- [Action item]: The records under this task must be duplicated exactly.

>>>>

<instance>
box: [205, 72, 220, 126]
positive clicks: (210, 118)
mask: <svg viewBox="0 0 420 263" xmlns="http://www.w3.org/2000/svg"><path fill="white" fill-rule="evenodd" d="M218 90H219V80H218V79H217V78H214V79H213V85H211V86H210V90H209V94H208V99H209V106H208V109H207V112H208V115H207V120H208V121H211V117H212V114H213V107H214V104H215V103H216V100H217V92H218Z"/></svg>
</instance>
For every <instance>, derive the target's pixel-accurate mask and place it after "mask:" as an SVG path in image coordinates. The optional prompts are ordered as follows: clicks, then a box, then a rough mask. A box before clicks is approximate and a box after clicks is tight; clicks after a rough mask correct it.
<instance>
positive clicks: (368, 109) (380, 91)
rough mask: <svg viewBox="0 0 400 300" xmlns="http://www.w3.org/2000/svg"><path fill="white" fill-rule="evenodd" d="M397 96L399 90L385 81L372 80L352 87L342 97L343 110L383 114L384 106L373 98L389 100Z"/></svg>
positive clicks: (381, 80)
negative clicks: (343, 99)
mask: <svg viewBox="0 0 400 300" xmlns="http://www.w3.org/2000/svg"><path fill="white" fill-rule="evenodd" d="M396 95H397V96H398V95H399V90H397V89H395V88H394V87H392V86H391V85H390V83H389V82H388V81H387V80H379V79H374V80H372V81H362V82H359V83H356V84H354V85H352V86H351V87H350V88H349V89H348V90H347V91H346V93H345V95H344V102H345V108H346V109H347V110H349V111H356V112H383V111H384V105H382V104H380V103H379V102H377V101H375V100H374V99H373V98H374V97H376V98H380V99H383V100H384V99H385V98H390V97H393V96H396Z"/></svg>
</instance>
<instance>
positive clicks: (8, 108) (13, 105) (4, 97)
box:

<<<<

- [Solution to the exercise]:
<instance>
box: [205, 72, 220, 126]
positive clicks: (210, 118)
mask: <svg viewBox="0 0 420 263" xmlns="http://www.w3.org/2000/svg"><path fill="white" fill-rule="evenodd" d="M218 90H219V80H218V79H217V78H214V79H213V85H211V86H210V90H209V94H208V99H209V106H208V109H207V112H208V115H207V120H208V121H211V117H212V114H213V107H214V104H215V103H216V100H217V92H218Z"/></svg>
</instance>
For every <instance>, derive the target's pixel-accurate mask and place it after "mask:" as an SVG path in image coordinates. The optional prompts are ordered as follows: clicks, then a box, then a rough mask. A box before clicks is approximate and a box after clicks is tight; clicks after a rough mask correct it.
<instance>
positive clicks: (368, 109) (380, 91)
rough mask: <svg viewBox="0 0 400 300" xmlns="http://www.w3.org/2000/svg"><path fill="white" fill-rule="evenodd" d="M397 96L399 90L385 81L372 80L352 87L342 97L343 110L383 114L384 106L373 98L389 100Z"/></svg>
positive clicks: (381, 80)
negative clicks: (343, 99)
mask: <svg viewBox="0 0 400 300" xmlns="http://www.w3.org/2000/svg"><path fill="white" fill-rule="evenodd" d="M396 95H397V96H398V95H399V90H397V89H395V88H394V87H392V86H391V85H390V83H389V82H388V81H387V80H379V79H374V80H372V81H362V82H359V83H356V84H354V85H352V86H351V87H350V88H349V89H348V90H347V91H346V93H345V95H344V102H345V108H346V109H347V110H349V111H356V112H383V111H384V105H382V104H380V103H379V102H377V101H375V100H374V99H373V98H374V97H376V98H380V99H383V100H384V99H385V98H390V97H393V96H396Z"/></svg>
</instance>
<instance>
positive clicks: (8, 108) (13, 105) (4, 97)
box:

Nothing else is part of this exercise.